What you should do:
Reproduce word for word the part of the passage on faculty bullying that begins with "And if their" and ends with "filed against administrators.".

And if their servility and cowardice does manage to get them tenure, these same faculty — like abused children who grow up to abuse their own children — quickly hoist the Jolly Roger of their own suppressed anger and humiliation and start bullying the next group of junior faculty — with, of course, complete impunity.
Bullied or abused junior faculty can file grievances, you say — to which I reply: Lots of luck. Grievance boards are either composed of tenured faculty (who tend to protect their own) or have but a few token untenured members who are, of course, conveniently bullyable; faculty senates don’t want to dirty their hands with individual grievances against colleagues; ditto for the AAUP, which is interested only in grievances filed against administrators.
For those who’d argue that corruption and bullying come from only a few aberrant tenured faculty members and that the rest are decent people of principle, I’d reply a) as I said above, it takes only one or two for corruption and bullying to be effective, and b) look around at the situation on the ground: I’ll bet there’s one or two egregious — albeit often subtle — bullies in every department on campus, including yours.

Entries supplied:
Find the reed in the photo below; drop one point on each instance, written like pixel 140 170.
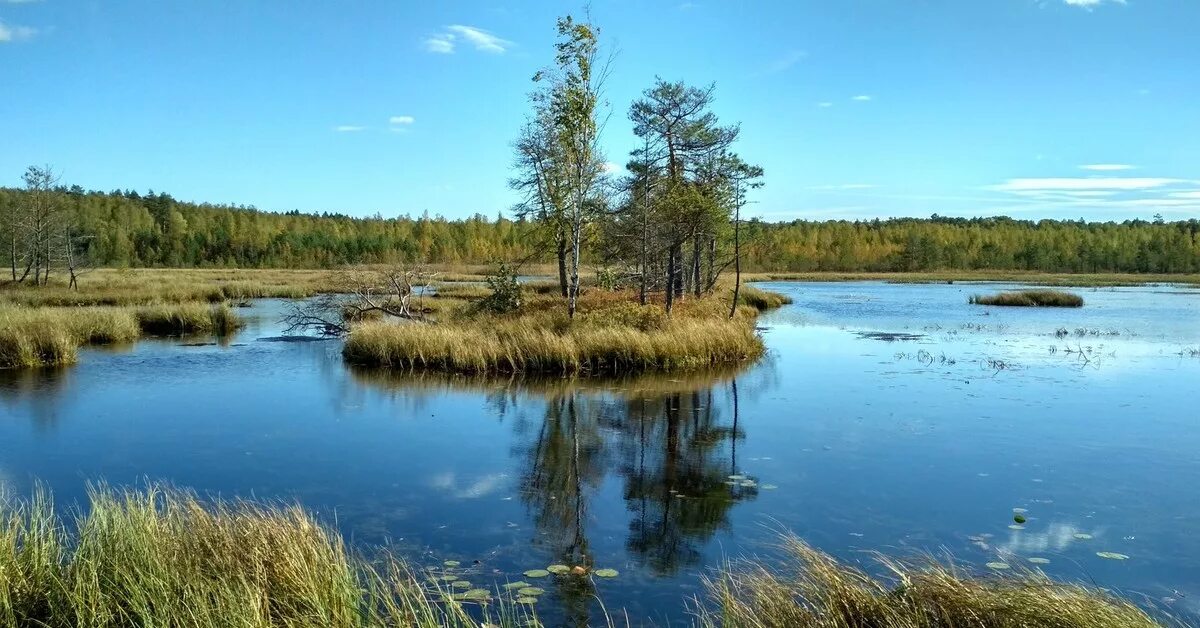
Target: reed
pixel 163 557
pixel 811 590
pixel 51 336
pixel 1038 298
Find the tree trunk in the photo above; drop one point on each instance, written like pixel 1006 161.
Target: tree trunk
pixel 737 252
pixel 562 263
pixel 671 277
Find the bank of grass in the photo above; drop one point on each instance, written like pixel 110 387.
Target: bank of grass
pixel 1090 280
pixel 1039 298
pixel 815 591
pixel 51 336
pixel 166 558
pixel 161 557
pixel 610 334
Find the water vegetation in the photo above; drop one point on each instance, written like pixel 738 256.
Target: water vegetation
pixel 611 334
pixel 51 336
pixel 160 556
pixel 813 590
pixel 163 557
pixel 1031 298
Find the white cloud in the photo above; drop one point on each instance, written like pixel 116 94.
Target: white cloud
pixel 1108 167
pixel 844 186
pixel 1087 183
pixel 480 39
pixel 1091 4
pixel 441 43
pixel 12 34
pixel 785 63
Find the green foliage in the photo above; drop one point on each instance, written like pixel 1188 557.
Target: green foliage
pixel 813 590
pixel 505 291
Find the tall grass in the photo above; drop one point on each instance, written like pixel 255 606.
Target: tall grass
pixel 165 558
pixel 815 591
pixel 1038 298
pixel 51 336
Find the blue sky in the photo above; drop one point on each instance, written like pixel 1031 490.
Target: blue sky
pixel 855 108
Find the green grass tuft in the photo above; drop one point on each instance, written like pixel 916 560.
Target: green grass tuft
pixel 1037 298
pixel 815 591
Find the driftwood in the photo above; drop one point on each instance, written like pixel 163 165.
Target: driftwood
pixel 360 294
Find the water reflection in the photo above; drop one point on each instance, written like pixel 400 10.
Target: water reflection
pixel 672 442
pixel 36 393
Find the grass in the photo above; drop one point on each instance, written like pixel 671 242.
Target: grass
pixel 1013 276
pixel 611 334
pixel 815 591
pixel 51 336
pixel 163 557
pixel 1039 298
pixel 761 299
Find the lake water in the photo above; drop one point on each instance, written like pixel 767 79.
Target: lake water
pixel 853 441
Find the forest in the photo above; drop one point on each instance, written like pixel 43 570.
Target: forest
pixel 131 229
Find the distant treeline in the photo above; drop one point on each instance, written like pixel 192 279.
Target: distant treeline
pixel 125 228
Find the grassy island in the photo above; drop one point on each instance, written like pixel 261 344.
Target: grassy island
pixel 1037 298
pixel 610 334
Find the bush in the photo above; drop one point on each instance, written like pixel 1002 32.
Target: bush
pixel 505 295
pixel 1039 298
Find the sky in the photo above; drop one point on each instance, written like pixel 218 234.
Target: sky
pixel 855 108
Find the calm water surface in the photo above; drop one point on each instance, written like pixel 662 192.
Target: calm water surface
pixel 853 442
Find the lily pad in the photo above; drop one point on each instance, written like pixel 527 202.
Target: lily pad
pixel 478 594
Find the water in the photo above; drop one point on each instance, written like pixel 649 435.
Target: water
pixel 855 443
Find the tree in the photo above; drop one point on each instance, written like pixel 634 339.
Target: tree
pixel 575 84
pixel 681 135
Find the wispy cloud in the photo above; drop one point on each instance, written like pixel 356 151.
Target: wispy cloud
pixel 784 63
pixel 15 34
pixel 1108 167
pixel 1085 183
pixel 1092 4
pixel 439 43
pixel 844 186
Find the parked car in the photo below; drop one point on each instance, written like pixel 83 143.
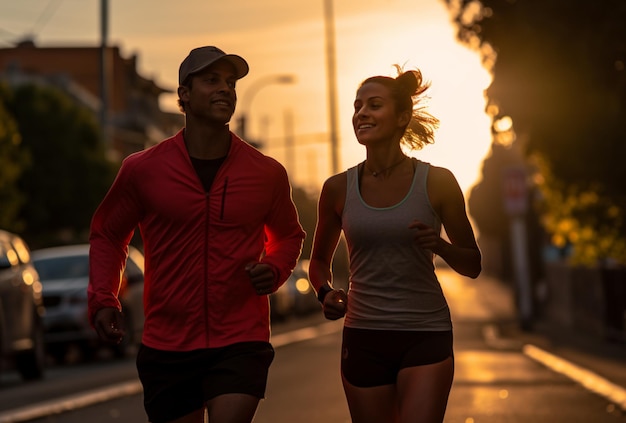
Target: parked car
pixel 295 297
pixel 64 274
pixel 21 309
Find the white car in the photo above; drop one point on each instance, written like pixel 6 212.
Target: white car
pixel 64 275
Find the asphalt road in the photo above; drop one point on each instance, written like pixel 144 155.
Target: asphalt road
pixel 502 374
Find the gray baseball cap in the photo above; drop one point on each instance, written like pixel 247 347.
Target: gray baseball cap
pixel 202 57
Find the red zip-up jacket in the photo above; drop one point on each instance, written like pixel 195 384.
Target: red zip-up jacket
pixel 197 293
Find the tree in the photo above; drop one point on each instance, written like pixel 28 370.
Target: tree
pixel 559 72
pixel 14 161
pixel 69 174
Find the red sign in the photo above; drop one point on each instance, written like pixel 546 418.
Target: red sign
pixel 515 190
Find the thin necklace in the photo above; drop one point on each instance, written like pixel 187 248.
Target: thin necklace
pixel 375 173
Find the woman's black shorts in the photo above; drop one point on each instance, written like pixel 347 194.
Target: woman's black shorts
pixel 176 383
pixel 374 357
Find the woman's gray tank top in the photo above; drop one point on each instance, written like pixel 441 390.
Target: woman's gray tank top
pixel 393 284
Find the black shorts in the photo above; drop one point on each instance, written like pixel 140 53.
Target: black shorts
pixel 374 357
pixel 176 383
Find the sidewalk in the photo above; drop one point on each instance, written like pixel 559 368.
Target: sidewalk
pixel 597 363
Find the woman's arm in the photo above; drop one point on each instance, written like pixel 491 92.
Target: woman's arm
pixel 461 253
pixel 326 238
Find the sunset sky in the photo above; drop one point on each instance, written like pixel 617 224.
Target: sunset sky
pixel 286 37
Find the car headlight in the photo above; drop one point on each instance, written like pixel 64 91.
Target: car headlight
pixel 303 286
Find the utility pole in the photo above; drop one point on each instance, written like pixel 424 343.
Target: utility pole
pixel 104 66
pixel 332 84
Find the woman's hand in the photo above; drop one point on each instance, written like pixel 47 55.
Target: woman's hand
pixel 335 304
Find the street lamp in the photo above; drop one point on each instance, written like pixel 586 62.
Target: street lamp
pixel 252 90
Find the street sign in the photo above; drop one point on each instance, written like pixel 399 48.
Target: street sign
pixel 515 193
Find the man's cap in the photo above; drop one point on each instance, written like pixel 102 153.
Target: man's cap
pixel 202 57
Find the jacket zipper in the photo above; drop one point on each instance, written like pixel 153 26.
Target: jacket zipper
pixel 207 324
pixel 223 198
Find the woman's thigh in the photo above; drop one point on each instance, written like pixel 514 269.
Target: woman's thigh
pixel 376 404
pixel 423 391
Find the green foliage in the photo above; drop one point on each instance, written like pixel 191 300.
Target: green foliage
pixel 559 72
pixel 14 161
pixel 69 173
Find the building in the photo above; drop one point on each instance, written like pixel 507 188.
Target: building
pixel 133 116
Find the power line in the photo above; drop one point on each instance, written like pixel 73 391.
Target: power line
pixel 45 16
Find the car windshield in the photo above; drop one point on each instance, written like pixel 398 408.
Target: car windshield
pixel 62 267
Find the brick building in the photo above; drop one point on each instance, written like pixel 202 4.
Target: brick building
pixel 134 118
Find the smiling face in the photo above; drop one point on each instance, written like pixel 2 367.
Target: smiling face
pixel 211 93
pixel 375 119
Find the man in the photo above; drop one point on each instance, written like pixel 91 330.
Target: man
pixel 220 233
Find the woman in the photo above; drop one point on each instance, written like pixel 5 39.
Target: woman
pixel 397 361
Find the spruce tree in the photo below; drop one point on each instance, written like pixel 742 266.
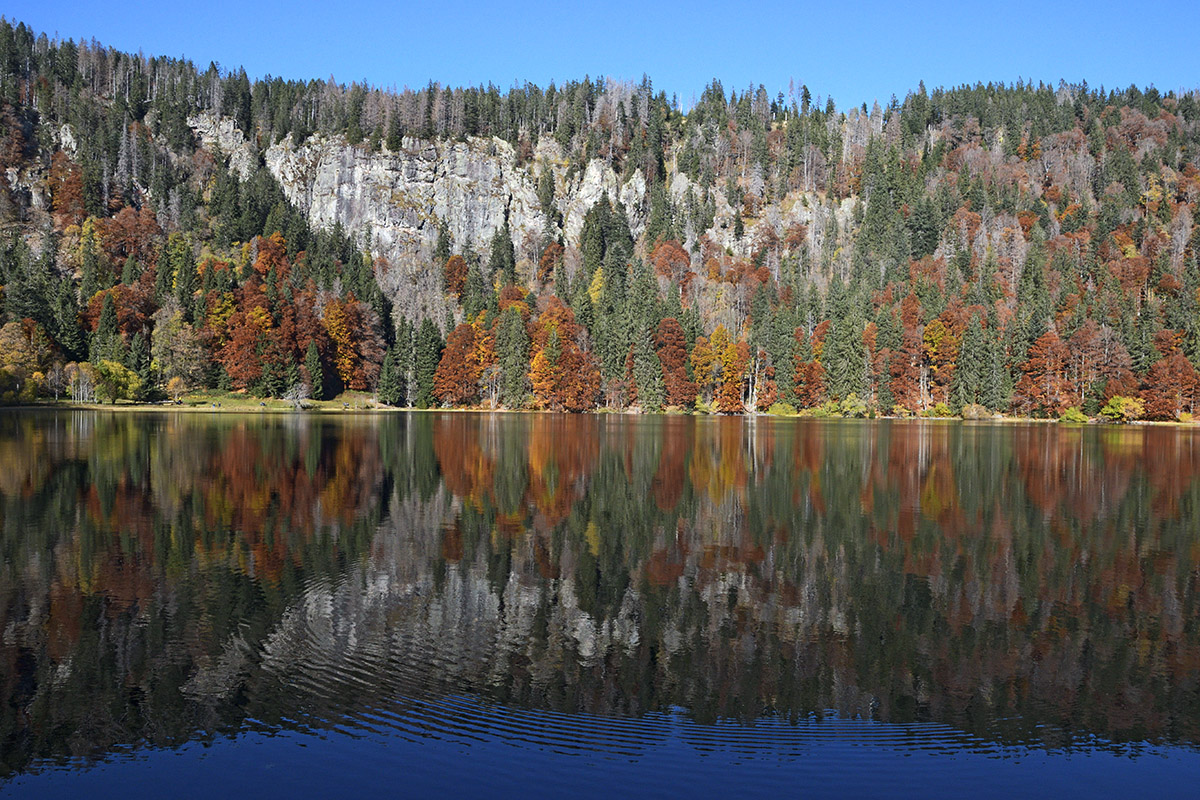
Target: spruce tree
pixel 513 349
pixel 389 380
pixel 106 341
pixel 427 354
pixel 503 258
pixel 316 372
pixel 648 376
pixel 966 385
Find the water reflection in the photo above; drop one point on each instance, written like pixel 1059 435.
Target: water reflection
pixel 167 578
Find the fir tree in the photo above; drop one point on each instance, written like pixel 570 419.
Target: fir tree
pixel 106 342
pixel 429 353
pixel 316 372
pixel 390 385
pixel 648 376
pixel 511 349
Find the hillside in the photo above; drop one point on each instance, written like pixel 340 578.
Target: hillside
pixel 1018 248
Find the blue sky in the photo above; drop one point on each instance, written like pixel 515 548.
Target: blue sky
pixel 853 52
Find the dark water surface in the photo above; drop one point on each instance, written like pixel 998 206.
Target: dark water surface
pixel 534 605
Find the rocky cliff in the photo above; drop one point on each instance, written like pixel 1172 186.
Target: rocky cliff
pixel 400 198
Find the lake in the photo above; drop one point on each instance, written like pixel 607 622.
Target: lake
pixel 522 605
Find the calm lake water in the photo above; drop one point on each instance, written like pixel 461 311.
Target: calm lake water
pixel 534 605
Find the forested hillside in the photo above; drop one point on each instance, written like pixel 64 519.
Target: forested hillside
pixel 1019 248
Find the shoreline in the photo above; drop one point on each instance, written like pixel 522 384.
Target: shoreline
pixel 328 408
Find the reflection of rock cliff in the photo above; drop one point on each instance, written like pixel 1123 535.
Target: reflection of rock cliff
pixel 723 639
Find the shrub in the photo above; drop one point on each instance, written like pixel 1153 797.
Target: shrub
pixel 939 410
pixel 976 411
pixel 1123 409
pixel 781 409
pixel 853 407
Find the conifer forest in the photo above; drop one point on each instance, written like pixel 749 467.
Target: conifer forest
pixel 991 248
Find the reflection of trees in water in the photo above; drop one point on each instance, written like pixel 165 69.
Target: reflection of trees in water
pixel 171 576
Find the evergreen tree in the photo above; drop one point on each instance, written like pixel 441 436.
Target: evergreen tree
pixel 503 258
pixel 513 352
pixel 966 385
pixel 429 353
pixel 94 274
pixel 316 372
pixel 648 376
pixel 106 342
pixel 390 386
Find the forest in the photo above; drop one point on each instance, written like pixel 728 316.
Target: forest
pixel 1032 585
pixel 1018 248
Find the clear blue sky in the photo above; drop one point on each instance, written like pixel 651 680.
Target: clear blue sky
pixel 853 52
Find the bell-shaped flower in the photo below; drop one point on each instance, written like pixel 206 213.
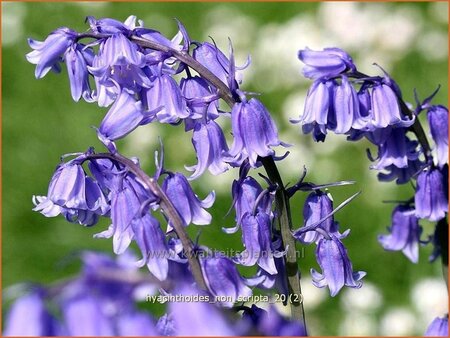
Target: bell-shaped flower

Response to this task:
And if their servility and cowardice does manage to get them tenure, these same faculty — like abused children who grow up to abuse their own children — quickly hoist the Jolly Roger of their own suppressed anger and humiliation and start bullying the next group of junior faculty — with, of course, complete impunity.
Bullied or abused junior faculty can file grievances, you say — to which I reply: Lots of luck. Grievance boards are either composed of tenured faculty (who tend to protect their own) or have but a few token untenured members who are, of course, conveniently bullyable; faculty senates don’t want to dirty their hands with individual grievances against colleagues; ditto for the AAUP, which is interested only in grievances filed against administrators.